Text provided:

2nd Jan 2020 12:13
(Alliance News) - Stock prices in London were in the green at midday on Thursday, following Asian stocks higher after China's central bank moved to boost a slowing economy and the US promised to sign a trade deal with its economic rival this month.
The large-cap FTSE 100 index was quoted up 72.05 points, or 1.0%, at 7,614.49 at midday Thursday, the first trading day of 2020.
The mid-cap FTSE 250 index was up 170.14 points, or 0.8%, at 22,053.56. The AIM All-Share index was up 0.3% at 960.99.
The Cboe UK 100 index was up 0.7% at 12,892.28. The Cboe 250 was 0.7% higher at 19,956.65 and the Cboe Small Companies up 0.3% at 12,272.09.
Sterling was quoted at USD1.3194 Tuesday midday, marginally off from USD1.3200 at the London equities close on Tuesday.
The euro was quoted at USD1.1190, down from USD1.1230 at the European equities close on Tuesday, prior to Wednesday's New Year's Day holiday. Against the yen, the dollar was quoted at JPY108.79, higher versus JPY108.55 late Tuesday.

Material supplied:
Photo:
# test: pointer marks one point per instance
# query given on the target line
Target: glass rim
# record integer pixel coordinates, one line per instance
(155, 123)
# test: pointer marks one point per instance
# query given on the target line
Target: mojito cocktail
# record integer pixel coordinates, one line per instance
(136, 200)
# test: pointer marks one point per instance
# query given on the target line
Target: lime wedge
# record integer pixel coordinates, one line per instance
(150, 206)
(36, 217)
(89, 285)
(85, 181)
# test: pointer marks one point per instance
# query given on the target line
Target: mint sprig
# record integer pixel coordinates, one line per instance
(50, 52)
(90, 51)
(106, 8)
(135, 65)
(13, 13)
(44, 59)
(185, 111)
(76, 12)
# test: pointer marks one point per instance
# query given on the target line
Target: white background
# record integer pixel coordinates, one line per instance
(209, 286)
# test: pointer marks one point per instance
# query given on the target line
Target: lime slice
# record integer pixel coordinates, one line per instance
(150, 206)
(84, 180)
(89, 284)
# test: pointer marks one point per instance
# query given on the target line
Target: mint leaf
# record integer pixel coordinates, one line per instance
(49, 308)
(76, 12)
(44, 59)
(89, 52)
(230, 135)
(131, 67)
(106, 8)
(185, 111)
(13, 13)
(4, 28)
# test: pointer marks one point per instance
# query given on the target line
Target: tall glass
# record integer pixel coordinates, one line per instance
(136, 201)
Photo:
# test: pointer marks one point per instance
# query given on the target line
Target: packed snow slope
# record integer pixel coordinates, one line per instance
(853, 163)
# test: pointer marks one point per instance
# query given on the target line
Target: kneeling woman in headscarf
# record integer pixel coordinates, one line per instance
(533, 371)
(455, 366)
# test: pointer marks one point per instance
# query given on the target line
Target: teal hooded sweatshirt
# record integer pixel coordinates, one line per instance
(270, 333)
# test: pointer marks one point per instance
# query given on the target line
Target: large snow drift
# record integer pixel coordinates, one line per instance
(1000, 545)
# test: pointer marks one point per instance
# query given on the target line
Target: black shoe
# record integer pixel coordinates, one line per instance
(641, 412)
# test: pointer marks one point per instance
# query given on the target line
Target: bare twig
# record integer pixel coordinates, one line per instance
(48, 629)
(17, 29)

Written task: In the midday market report, what level was the FTSE 100 index quoted at on Thursday?

Full solution: 7,614.49